What you need to do :: Set down each record exactly. Omit the pictures.

Provided records START

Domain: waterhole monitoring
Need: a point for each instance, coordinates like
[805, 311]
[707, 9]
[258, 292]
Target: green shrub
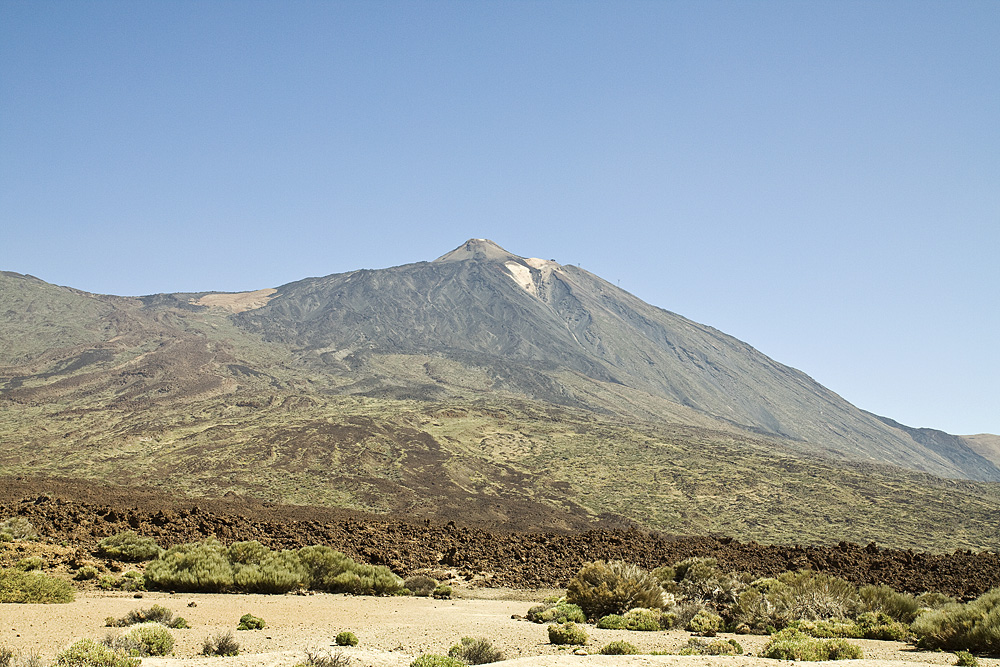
[323, 565]
[611, 622]
[33, 587]
[277, 572]
[815, 596]
[879, 625]
[420, 585]
[30, 563]
[791, 644]
[966, 659]
[603, 588]
[251, 622]
[643, 620]
[155, 614]
[619, 648]
[567, 633]
[129, 546]
[221, 644]
[347, 639]
[699, 578]
[475, 651]
[901, 607]
[17, 528]
[934, 600]
[88, 653]
[563, 612]
[10, 659]
[325, 659]
[705, 623]
[151, 638]
[974, 626]
[194, 567]
[717, 647]
[434, 660]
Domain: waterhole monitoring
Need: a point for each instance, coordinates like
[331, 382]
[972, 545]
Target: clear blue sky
[819, 179]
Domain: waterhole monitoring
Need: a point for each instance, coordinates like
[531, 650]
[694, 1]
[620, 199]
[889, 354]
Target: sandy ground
[392, 631]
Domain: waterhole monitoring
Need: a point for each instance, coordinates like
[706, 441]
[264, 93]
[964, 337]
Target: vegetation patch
[792, 644]
[567, 633]
[476, 651]
[33, 587]
[128, 546]
[221, 644]
[974, 626]
[88, 653]
[602, 588]
[346, 639]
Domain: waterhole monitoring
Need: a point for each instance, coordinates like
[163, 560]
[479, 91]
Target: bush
[700, 579]
[33, 587]
[251, 622]
[17, 528]
[88, 653]
[643, 620]
[611, 622]
[30, 563]
[791, 644]
[705, 623]
[974, 626]
[434, 660]
[325, 659]
[619, 648]
[718, 647]
[966, 659]
[128, 546]
[420, 585]
[567, 633]
[475, 651]
[194, 567]
[879, 625]
[603, 588]
[151, 638]
[277, 572]
[155, 614]
[221, 644]
[563, 612]
[347, 639]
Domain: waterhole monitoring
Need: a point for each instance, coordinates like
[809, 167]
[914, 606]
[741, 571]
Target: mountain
[505, 390]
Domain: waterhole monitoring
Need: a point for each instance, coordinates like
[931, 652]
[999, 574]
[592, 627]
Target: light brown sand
[391, 630]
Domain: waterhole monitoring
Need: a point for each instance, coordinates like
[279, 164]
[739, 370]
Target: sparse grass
[128, 546]
[619, 648]
[88, 653]
[33, 587]
[220, 644]
[155, 614]
[346, 638]
[476, 651]
[435, 660]
[974, 626]
[791, 644]
[567, 633]
[251, 622]
[602, 588]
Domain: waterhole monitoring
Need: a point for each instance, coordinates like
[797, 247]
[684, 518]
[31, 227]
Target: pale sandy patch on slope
[238, 302]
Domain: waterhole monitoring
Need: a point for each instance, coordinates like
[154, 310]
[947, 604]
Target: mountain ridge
[481, 383]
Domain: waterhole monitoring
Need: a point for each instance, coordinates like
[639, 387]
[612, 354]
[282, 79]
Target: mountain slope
[523, 319]
[482, 386]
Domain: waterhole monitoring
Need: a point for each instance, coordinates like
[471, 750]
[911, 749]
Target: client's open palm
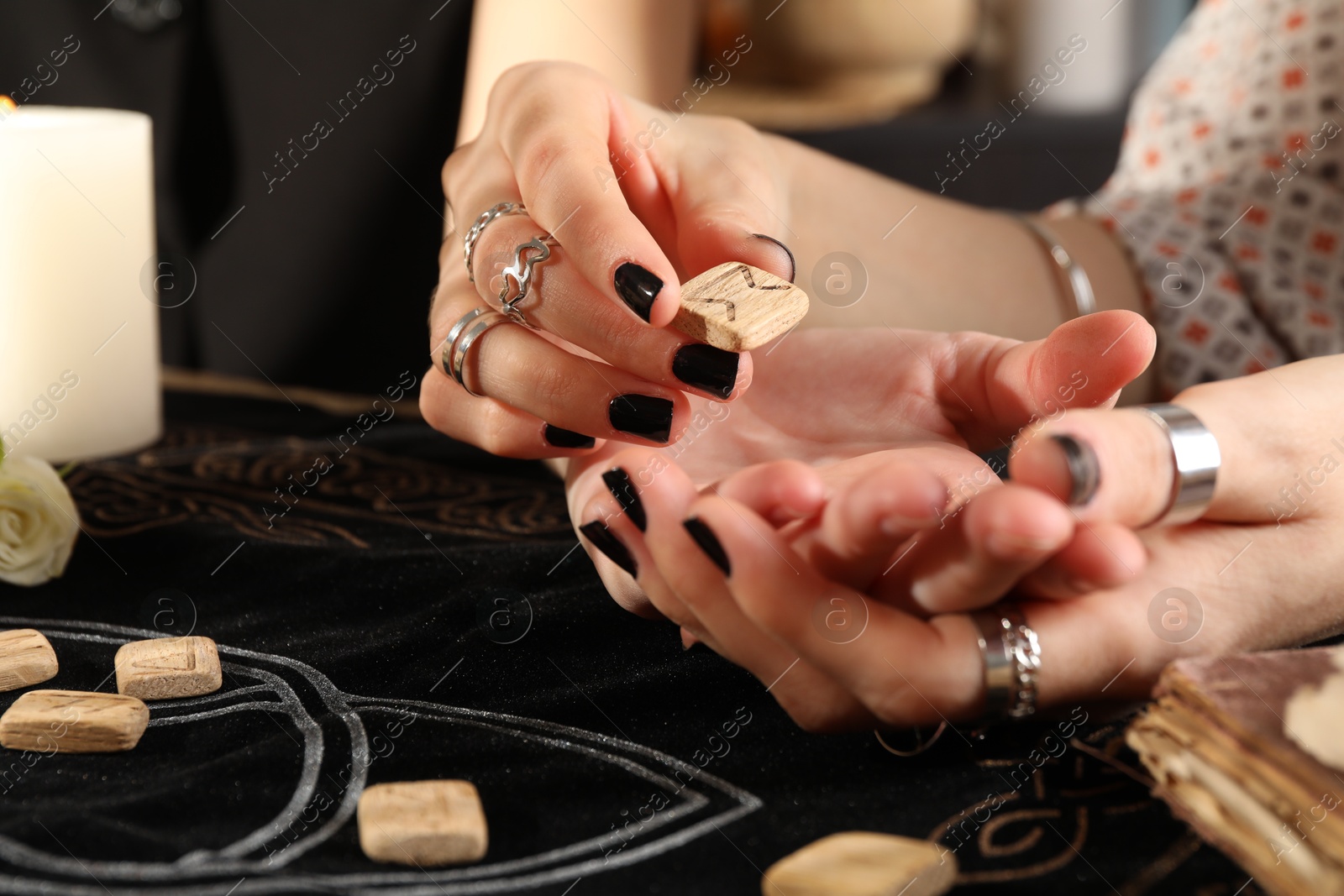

Provided records END

Reply ::
Domain: waterhole monitoring
Need: a point for each instance, coordinates like
[805, 311]
[707, 9]
[258, 292]
Target: green shrub
[323, 565]
[611, 622]
[33, 587]
[277, 572]
[815, 596]
[879, 625]
[420, 585]
[30, 563]
[791, 644]
[966, 659]
[603, 588]
[251, 622]
[643, 620]
[155, 614]
[619, 648]
[567, 633]
[129, 546]
[221, 644]
[347, 639]
[699, 578]
[475, 651]
[901, 607]
[17, 528]
[934, 600]
[88, 653]
[563, 612]
[10, 659]
[325, 659]
[705, 623]
[151, 638]
[974, 626]
[194, 567]
[717, 647]
[434, 660]
Domain: waterhole monitoring
Need: a point for each instance, coordinates like
[331, 382]
[972, 545]
Target: clear blue sky
[819, 179]
Domain: waterhole monitoring
Need: a point for each instance, coordinates like
[531, 650]
[694, 1]
[620, 199]
[889, 354]
Target: sandy ground
[392, 631]
Domain: waterhole monitoring
Need: a point for each instance, coordinates like
[706, 441]
[264, 93]
[964, 337]
Target: vegetation patch
[792, 644]
[567, 633]
[476, 651]
[33, 587]
[128, 546]
[221, 644]
[974, 626]
[88, 653]
[602, 588]
[346, 639]
Domain: waterhole monitoring
Need: a point for each instance, coordinates like
[163, 560]
[479, 91]
Target: bush
[700, 579]
[33, 587]
[251, 622]
[17, 528]
[88, 653]
[643, 620]
[611, 622]
[30, 563]
[791, 644]
[705, 623]
[974, 626]
[434, 660]
[325, 659]
[619, 648]
[718, 647]
[966, 659]
[128, 546]
[420, 585]
[567, 633]
[475, 651]
[194, 567]
[879, 625]
[603, 588]
[151, 638]
[277, 572]
[155, 614]
[221, 644]
[563, 612]
[347, 639]
Domain: waterhole monitoring
Need: a point for each instance, coordinates like
[809, 167]
[914, 606]
[741, 571]
Target: mountain
[505, 390]
Domain: waterhole monitoring
Need: a point for each instance, coordinates like
[931, 652]
[999, 574]
[592, 627]
Target: light brown sand
[391, 630]
Domain: waterhole monitoring
Need: a point for each instance, coordinates like
[279, 164]
[739, 370]
Target: sparse grass
[128, 546]
[619, 648]
[88, 653]
[33, 587]
[220, 644]
[155, 614]
[346, 638]
[476, 651]
[435, 660]
[974, 626]
[791, 644]
[567, 633]
[251, 622]
[602, 588]
Domain: waterhole monitoring
Need: a point for each instance, coordinates like
[797, 247]
[684, 518]
[31, 227]
Target: pale sandy patch on slope
[238, 302]
Domain: waterhole monitoring
Need: a point for each instance, coordinates like
[154, 310]
[947, 604]
Target: mountain ridge
[481, 383]
Domain: waterhole monitoring
Need: a point for each instance, coordinates like
[639, 387]
[612, 354]
[282, 79]
Target: mountain slope
[523, 319]
[482, 386]
Domain: waterhole monitoring
Need: a point for each instance, coordinates like
[471, 750]
[911, 749]
Target: client's open palm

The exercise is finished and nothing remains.